Friday, April 29, 2005

 

EL CASO MORA

Voy a relatarlo separado porque, en sí, es un caso muy rico, especial y nunca terminado, aunque la razón por la que nos visitara (a mí y a los otros profesionales anteriores) no parece haberse morigerado. La razón de la existencia del romanticismo no es la posibilidad de la construcción poética sino el desarrollo incierto que guarda una neurosis.
Mora fue la primera hija de un matrimonio demasiado prolífico para el medio urbano (cinco hijos, dos perdidos, uno abortado), que como primer bebé tuvo todos los alientos familiares: primera nieta, primera sobrina, el juguete obligado de una familia pequeño burguesa aburrida y llena de prejuicios pueblerinos.

────────

Trabajo requerido ▸
a) Responde según el relato sobre el caso Mora:
(i) ¿Qué lugar ocupó Mora entre los hijos del matrimonio?
(ii) ¿Cómo se describe a su familia?
(iii) ¿Cuál es, según el texto, la razón de la existencia del romanticismo?
b) Prolonga el relato sobre el caso Mora a partir de su última oración.
Las líneas no tienen relación con el relato sobre el caso Mora.

────────

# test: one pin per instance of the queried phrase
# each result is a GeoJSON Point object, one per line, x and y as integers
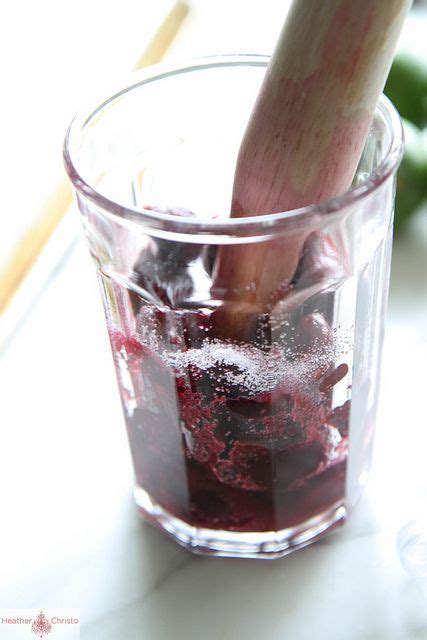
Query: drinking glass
{"type": "Point", "coordinates": [250, 425]}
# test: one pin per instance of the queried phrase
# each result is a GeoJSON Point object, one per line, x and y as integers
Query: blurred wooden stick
{"type": "Point", "coordinates": [33, 240]}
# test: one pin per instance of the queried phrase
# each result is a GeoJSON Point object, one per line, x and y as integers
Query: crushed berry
{"type": "Point", "coordinates": [221, 457]}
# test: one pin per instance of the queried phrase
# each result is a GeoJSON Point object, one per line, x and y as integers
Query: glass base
{"type": "Point", "coordinates": [232, 544]}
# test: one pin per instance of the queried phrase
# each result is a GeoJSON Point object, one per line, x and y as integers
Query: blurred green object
{"type": "Point", "coordinates": [407, 87]}
{"type": "Point", "coordinates": [412, 176]}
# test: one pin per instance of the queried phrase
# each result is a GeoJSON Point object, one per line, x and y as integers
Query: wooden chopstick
{"type": "Point", "coordinates": [33, 240]}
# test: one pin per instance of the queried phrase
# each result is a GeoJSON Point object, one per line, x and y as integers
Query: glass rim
{"type": "Point", "coordinates": [253, 226]}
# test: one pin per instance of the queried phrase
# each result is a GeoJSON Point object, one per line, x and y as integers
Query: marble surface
{"type": "Point", "coordinates": [71, 536]}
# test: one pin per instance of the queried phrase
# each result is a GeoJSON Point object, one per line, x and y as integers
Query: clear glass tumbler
{"type": "Point", "coordinates": [250, 420]}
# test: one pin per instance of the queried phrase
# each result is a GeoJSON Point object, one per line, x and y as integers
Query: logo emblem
{"type": "Point", "coordinates": [41, 625]}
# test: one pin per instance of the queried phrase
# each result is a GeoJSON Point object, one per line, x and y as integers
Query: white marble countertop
{"type": "Point", "coordinates": [71, 536]}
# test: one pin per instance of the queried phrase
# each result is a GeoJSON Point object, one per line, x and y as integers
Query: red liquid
{"type": "Point", "coordinates": [216, 452]}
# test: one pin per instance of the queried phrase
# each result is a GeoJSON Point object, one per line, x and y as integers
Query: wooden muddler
{"type": "Point", "coordinates": [307, 130]}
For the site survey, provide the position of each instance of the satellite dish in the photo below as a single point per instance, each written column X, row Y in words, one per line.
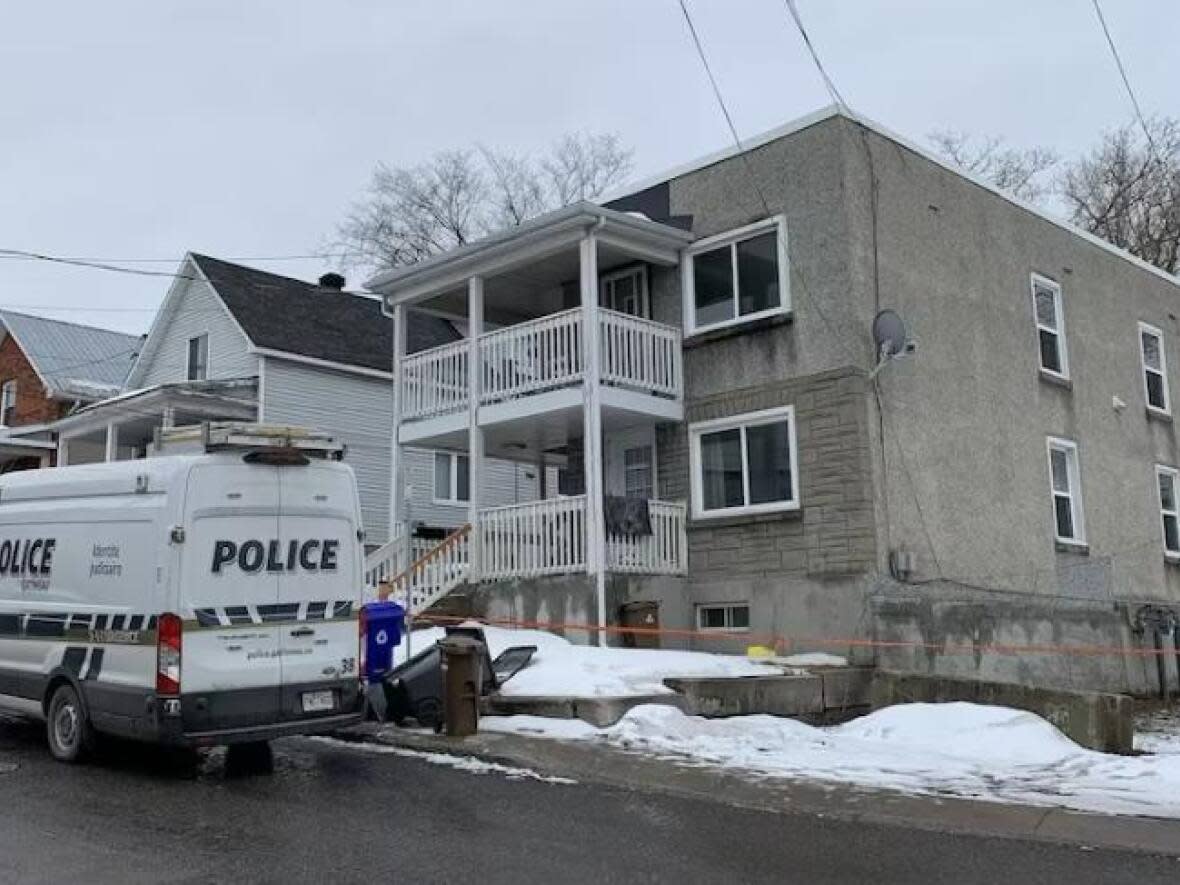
column 889, row 334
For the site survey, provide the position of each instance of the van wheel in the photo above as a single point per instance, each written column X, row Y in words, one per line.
column 70, row 734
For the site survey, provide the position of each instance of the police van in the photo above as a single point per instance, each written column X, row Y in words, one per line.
column 205, row 596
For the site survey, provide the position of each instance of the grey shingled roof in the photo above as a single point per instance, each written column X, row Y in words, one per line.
column 283, row 314
column 74, row 361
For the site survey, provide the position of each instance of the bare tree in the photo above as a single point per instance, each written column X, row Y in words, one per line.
column 458, row 196
column 1022, row 172
column 1127, row 191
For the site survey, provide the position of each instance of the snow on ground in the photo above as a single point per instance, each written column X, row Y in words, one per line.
column 564, row 669
column 950, row 749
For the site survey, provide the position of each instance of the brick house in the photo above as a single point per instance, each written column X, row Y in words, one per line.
column 703, row 342
column 47, row 369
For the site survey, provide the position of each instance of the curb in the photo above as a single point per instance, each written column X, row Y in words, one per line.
column 587, row 762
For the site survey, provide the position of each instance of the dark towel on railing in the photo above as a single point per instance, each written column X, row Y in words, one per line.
column 629, row 517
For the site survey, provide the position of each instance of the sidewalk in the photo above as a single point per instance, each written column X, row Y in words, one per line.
column 647, row 773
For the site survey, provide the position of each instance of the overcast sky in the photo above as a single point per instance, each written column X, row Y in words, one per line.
column 142, row 130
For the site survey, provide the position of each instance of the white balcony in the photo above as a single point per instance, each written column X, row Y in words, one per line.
column 640, row 368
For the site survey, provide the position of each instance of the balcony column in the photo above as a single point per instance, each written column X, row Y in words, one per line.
column 397, row 457
column 474, row 432
column 591, row 437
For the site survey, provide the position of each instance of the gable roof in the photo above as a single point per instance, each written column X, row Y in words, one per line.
column 628, row 191
column 279, row 313
column 73, row 361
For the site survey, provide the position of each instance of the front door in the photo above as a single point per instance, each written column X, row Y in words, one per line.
column 625, row 292
column 630, row 463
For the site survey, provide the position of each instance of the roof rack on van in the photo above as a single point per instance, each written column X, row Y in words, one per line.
column 243, row 437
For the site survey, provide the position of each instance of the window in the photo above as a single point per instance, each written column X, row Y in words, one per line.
column 746, row 464
column 1067, row 491
column 1050, row 328
column 7, row 402
column 736, row 276
column 637, row 472
column 452, row 478
column 198, row 359
column 627, row 292
column 1169, row 510
column 1155, row 368
column 723, row 616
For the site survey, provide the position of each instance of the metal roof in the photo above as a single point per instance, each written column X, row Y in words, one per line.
column 74, row 361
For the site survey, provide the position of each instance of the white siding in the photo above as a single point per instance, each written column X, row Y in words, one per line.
column 504, row 483
column 359, row 411
column 356, row 410
column 197, row 310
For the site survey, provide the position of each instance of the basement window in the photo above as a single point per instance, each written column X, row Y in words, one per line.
column 736, row 277
column 1067, row 492
column 1050, row 328
column 731, row 617
column 1169, row 509
column 1155, row 368
column 452, row 478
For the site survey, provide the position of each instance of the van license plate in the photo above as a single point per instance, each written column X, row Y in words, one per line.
column 318, row 701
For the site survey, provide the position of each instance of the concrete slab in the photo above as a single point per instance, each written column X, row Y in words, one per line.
column 1096, row 720
column 775, row 695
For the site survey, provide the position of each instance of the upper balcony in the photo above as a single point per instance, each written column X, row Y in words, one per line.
column 557, row 316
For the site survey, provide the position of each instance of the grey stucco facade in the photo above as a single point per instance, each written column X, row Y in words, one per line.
column 945, row 454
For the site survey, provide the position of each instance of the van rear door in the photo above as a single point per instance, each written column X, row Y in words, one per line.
column 319, row 530
column 231, row 668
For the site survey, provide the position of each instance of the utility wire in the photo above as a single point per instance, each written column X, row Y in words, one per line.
column 819, row 65
column 1126, row 79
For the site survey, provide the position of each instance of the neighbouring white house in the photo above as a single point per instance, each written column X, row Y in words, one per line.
column 231, row 342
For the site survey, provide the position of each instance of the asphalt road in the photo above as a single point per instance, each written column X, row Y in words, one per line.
column 334, row 813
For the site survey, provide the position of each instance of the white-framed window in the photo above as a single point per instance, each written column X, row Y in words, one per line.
column 1066, row 486
column 728, row 616
column 1050, row 327
column 197, row 366
column 452, row 478
column 1155, row 368
column 1168, row 480
column 745, row 464
column 7, row 402
column 736, row 277
column 625, row 290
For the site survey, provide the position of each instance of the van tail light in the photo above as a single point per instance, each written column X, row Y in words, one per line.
column 168, row 655
column 361, row 629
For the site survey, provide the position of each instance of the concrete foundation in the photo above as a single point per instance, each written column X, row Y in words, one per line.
column 1100, row 721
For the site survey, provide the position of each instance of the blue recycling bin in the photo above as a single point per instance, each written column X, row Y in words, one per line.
column 384, row 624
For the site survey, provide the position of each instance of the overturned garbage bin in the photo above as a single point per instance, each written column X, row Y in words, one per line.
column 463, row 677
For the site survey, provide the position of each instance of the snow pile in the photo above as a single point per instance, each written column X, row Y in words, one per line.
column 962, row 749
column 563, row 669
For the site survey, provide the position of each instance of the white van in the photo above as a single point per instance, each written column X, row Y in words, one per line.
column 192, row 600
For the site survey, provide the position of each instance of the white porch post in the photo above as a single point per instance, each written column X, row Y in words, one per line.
column 397, row 484
column 112, row 441
column 474, row 432
column 591, row 437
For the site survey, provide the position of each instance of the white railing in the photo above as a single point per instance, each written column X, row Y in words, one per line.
column 531, row 356
column 434, row 382
column 543, row 537
column 640, row 353
column 662, row 552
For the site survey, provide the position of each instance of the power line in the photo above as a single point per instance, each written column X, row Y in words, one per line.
column 823, row 72
column 1126, row 79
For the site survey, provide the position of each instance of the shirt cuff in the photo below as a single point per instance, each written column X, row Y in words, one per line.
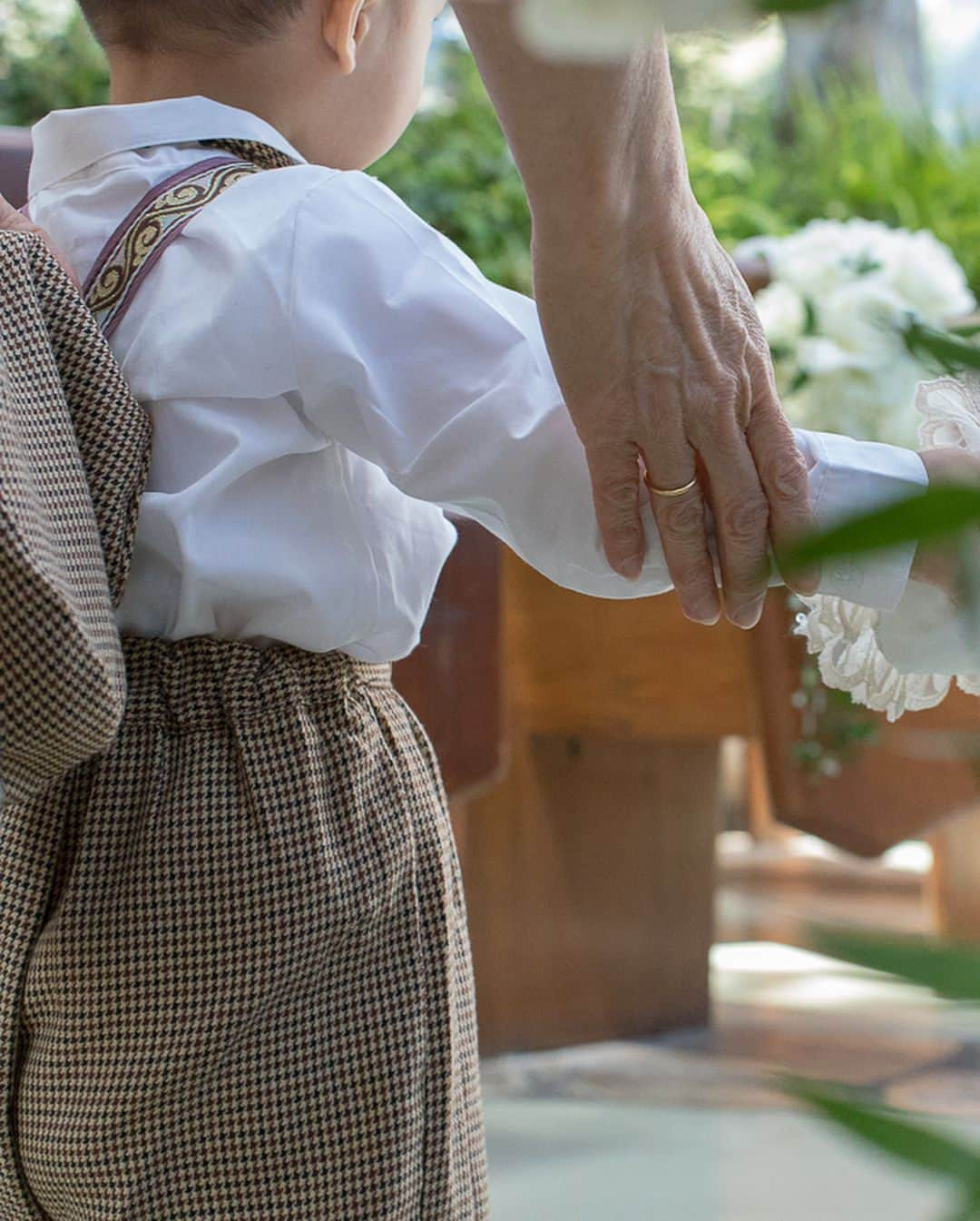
column 853, row 478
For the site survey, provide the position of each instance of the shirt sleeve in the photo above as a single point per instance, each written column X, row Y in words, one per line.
column 409, row 357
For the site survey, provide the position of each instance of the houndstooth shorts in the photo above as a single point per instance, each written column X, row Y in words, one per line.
column 250, row 997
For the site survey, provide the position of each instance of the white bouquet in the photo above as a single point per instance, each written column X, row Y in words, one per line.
column 906, row 658
column 838, row 312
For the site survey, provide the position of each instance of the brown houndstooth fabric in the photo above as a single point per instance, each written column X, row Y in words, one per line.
column 66, row 417
column 236, row 972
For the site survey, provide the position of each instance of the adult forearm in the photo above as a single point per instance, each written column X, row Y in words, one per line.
column 590, row 141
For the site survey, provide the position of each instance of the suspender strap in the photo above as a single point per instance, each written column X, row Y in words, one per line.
column 160, row 218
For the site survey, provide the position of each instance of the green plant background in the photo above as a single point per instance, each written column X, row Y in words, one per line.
column 848, row 156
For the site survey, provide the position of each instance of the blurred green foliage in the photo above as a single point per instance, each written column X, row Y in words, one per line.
column 848, row 155
column 454, row 169
column 848, row 158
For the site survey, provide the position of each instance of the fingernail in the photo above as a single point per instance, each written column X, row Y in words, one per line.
column 750, row 615
column 707, row 612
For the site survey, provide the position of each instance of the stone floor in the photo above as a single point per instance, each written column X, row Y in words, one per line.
column 692, row 1126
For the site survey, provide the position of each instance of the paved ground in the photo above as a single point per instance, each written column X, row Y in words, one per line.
column 691, row 1127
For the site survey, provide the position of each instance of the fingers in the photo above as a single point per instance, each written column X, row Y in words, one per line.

────────

Las respuestas ▸
a)
(i) Fue la primera hija.
(ii) Como una familia pequeño burguesa aburrida y llena de prejuicios pueblerinos.
(iii) El desarrollo incierto que guarda una neurosis.

b)
Mora me trajo todas las fotos de su niñez. Delgada, pálida, con la mirada siempre perdida, trasuntaba soledad. “Por entonces mi mamá se había transformado en una tortura. Simultáneamente me halagaba y me hacía sentir que era el ombligo del mundo, pero de pronto y no se por qué estaba gritando todo tipo de barbaridades asquerosas que antecedían o precedían golpes o encerradas en el baño como castigo a culpas que ni ella ni yo recordábamos”.
Es que ya había nacido su hermana, enorme piedra sobre su narcisismo. “Ahora cuando ella nazca ya no te vamos a querer tanto” le había dicho su tía Teté, con tanto tacto como King Kong y ausente intuición de la psicología infantil.
Aquel nacimiento no sólo fue un escollo más: más bien un karma. Cada vez que algún pariente descubría una maravilla en la nueva niña y ella lo percibía (¡qué linda! ¡qué grande! ¡mirá qué inteligente!) Mora sentía como un fuego que la invadía y sólo ambicionaba desaparecer. Ya había desechado correr a los brazos de mamá, que había coleccionado una nueva variedad de frases ejemplificadoras como: “mirá tu hermana qué calladita, lo bien que se porta”.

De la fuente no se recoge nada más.